━━━━━ Dataset content
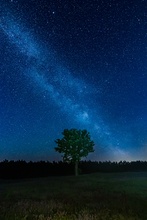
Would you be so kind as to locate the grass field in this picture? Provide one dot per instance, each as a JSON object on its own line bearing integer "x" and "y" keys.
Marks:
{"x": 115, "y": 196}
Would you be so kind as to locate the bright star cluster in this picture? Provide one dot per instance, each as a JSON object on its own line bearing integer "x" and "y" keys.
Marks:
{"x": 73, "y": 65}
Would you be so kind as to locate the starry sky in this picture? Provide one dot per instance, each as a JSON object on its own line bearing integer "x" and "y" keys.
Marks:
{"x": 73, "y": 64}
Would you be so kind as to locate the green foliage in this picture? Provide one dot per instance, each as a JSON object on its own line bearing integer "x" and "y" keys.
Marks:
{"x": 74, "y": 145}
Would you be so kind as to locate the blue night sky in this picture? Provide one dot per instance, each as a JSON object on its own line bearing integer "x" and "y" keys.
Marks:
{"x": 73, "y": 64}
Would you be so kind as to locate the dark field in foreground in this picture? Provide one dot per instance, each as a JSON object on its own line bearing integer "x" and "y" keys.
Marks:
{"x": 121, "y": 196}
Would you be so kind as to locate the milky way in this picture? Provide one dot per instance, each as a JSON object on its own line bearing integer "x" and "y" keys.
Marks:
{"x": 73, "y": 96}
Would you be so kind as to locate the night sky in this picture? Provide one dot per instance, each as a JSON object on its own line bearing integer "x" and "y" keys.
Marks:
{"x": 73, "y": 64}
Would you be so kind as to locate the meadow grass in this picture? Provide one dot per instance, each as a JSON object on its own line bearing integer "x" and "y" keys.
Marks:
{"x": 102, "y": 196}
━━━━━━━━━━
━━━━━ Dataset content
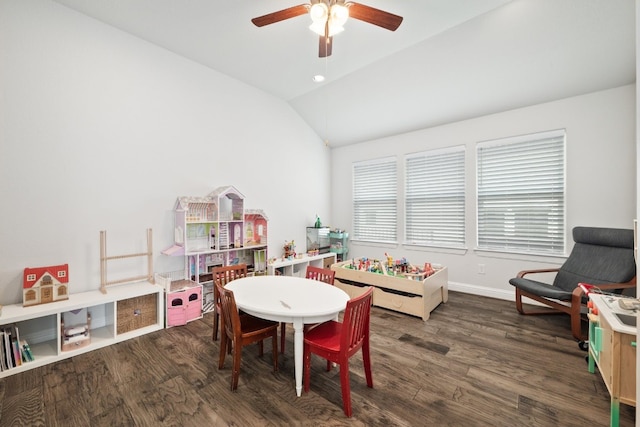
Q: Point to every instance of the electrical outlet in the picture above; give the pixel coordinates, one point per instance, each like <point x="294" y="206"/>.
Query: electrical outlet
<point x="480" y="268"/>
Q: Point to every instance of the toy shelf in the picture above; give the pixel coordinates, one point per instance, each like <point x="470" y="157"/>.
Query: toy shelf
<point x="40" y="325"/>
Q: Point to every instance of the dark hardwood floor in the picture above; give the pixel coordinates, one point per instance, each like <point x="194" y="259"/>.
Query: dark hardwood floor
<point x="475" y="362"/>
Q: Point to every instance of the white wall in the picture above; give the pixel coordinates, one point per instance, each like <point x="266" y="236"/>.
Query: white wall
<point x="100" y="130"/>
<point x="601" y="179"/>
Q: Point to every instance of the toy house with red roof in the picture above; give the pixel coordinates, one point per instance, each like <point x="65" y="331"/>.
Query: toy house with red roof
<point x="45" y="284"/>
━━━━━━━━━━
Exercise:
Gather every line in the material above that contains the word "dark", and copy each one without changes.

Finished answer:
Would you be so kind as to locate the dark field in foreground in this picture? Provide one dot per instance, each as a JSON object on its own line bearing integer "x" and "y" keys.
Q: Point to every instance of the dark hardwood floor in the picture above; give the pixel coordinates, one point per instance, each like <point x="194" y="259"/>.
Query: dark hardwood floor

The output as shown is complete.